WHAT NEEDS TO BE DONE: Transcribe every line of the items below verbatim, preserving all characters and line breaks.

DATA TO USE:
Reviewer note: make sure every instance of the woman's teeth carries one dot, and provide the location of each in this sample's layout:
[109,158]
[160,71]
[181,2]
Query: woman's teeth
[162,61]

ANSWER FOR THE TASK:
Reviewer note: make sure every instance of the woman's teeth carries one dot, and provide the location of each in this sample's layout:
[109,158]
[160,71]
[181,2]
Query: woman's teeth
[162,61]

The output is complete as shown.